• **Source**:
________________________
Trust me, there are no dumb questions as far as I'm concerned.. some other projects on this site inspired me to take on this project (also my first). 
To attach the two layers of 3/8 ply - one layer at a time - the pvc clamps work great. They're made of 1" pvc, make the first cut lengthwise in a tablesaw or clamp and use a skilsaw.. then cut into 2" cross-sections.. you'll be able to pull them apart with your hands.
Good luck with your project.. make sure and post it here.


----------



## bostick29412

Oh yeah, if there's one piece of advice I'd give anyone else, it's to modify the old adage of "Measure twice, cut once." My mantra now is, "Measure ten times, add a 1/4 inch and then cut. Dry-fit, trim, trim. Then glue in. ;D


----------



## Calibogue

Looking good my friend!
I am quite impressed but I knew you had it in ya!
Get that girl built and I'll teach you how to pole her...HA!


----------



## bostick29412

Haha - OK, Cali. I wondered how long it was going to take you to sign on here. I think you need to find yourself a project hull...


----------



## Calibogue

Oh I got a project hull alright..........a 1970 20' SeaCraft to be exact!


----------



## tbayray

Sch-weet!
Lookin' good; my friend.
[smiley=1-thumbsup1.gif]


----------



## bostick29412

*Weekend Progress Report*

The rains held off until late Sunday so I managed to get a lot of work done. On Thursday, I went ahead and installed the rigging and rod tubes and they're in very tight, no rattling around. The gas line was run in the starboard tube, and two chase strings run through the port tubes for wiring later. (using the shopvac to suck the strings through worked very well).

















I picked up the final two sheets of 3/8" MDO Plywood (DuraPly) on Friday, and after work, laid them on the framing, scribed the outlines, cut with a jigsaw and got them loose-fitted on top of the boat. I left about a 1/4" of extra material on every cut... after these photos, I flipped everything and used fiberglass tape to butt-join all of the seams and make it one piece. That entire process took about 2 hours, very easy.

















On Saturday, the deck was joined to the hull framing with thickened epoxy and and I used 1" stainless screws every 12" or so, counter-sunk into the ply. Once everything was set up and cured, I used the jigsaw and angle grinder to carefully trim all of the edges flush.. and then everything was covered with a 10 oz. fiberglass tape. I also cut the holes for pop-up cleats. That's where she is at the moment.. It rained this morning, so it's all a little wet at the moment.. I could not cover it with a tarp when I finished yesterday since the epoxy was still tacky..
________________________
• **Collected data**:
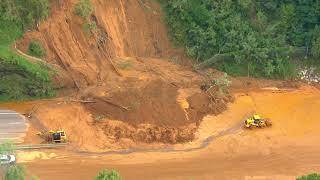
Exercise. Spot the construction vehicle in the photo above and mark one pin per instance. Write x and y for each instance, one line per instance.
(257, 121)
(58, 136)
________________________
• **List of tasks**:
1. Decide whether each statement agrees with the boat-building thread, answering yes or no and quoting the words from the thread that settle it: (a) The PVC clamps are cut into 2" cross-sections. (b) The deck was joined to the hull framing on Friday. (c) The deck was covered with a tarp once the work was finished.
2. Write the next part of the boat-building thread, picking up right after its final sentence.
The lines have no connection to the boat-building thread.

• **Final answers**:
1.
(a) Yes: "then cut into 2" cross-sections"
(b) No: "On Saturday, the deck was joined to the hull framing with thickened epoxy"
(c) No: "I could not cover it with a tarp when I finished yesterday since the epoxy was still tacky"

2.
----------



## makin moves

thats starting to look sweet


----------



## bostick29412

I'm still working out the best way to install the hatch.. it will be 3/4 ply, fiberglassed on both sides. I'm trying to decide whether to install a lip and drains to keep that front storage area somewhat dry.. or just keep it simple.


----------



## kooker

This boat is going to look soooo sick. You're doing a really nice job on this. I have a question for you. How much does the 3/8" MDO Plywood (DuraPly) cost and where can I find it?


----------



## bostick29412

You won't find it in Lowe's or Home Depot - this stuff was actually recommended to my by a professional boat builder here in Charleston, SC as a good budget option... I'm getting from Buck Lumber and Southern Lumber and Millwork here.. just call some smaller/specialty building supply places where you live. I'm getting the 3/4 for $45 per sheet, the 3/8 is costing roughly the same (different suppliers)


----------



## FSUfisher

That's really lookin' good! [smiley=1-thumbsup1.gif]


----------



## bostick29412

Thanks - I got the front deck covered in a layer of 'glass yesterday, will be working on that in segments over the next few days. Really hoping that I'll be ready for paint by the end of the weekend. Problem is, I need to move the boat to another location to paint it, and my trailer is currently without an axle, springs etc.. and I'm not sure I have the almost $300 it will take to rebuild for a couple of weeks :-/


----------



## flyfisheraa573

borrow a trailer if you can 

have you decided the color scheme as of yet?

I'm thinking it would look good with an ivory interior, and a light green, ice blue, or similar exterior....just my $.02


----------



## bostick29412

> borrow a trailer if you can
> 
> have you decided the color scheme as of yet?
> 
> I'm thinking it would look good with an ivory interior, and a light green, ice blue, or similar exterior....just my $.02


We're definitely on the same page there..


----------



## kooker

Light blue/Ice blue for surrrrrrrrree. This boat is going to be so sick man I can't wait until its done.


----------



## tbayray

QuickQuestion.
What's the grey stuff in pic:


----------



## tbayray

Is that the 3M adhesive you were talkin' about putting the floor down with...


----------



## tbayray

HAve you seen this...
VINTAGE catalog... 

http://www.martyonline.com/sears-elgin/


----------



## bostick29412

That's a cool catalog - there aren't that many "kit boats" for sale these days that I've seen. 

Not sure what the gray stuff in the photo you are talking about? I used thickened epoxy to attach the strips of 3/8 ply to the tops of the hull sides.. it might look gray in the photo I guess?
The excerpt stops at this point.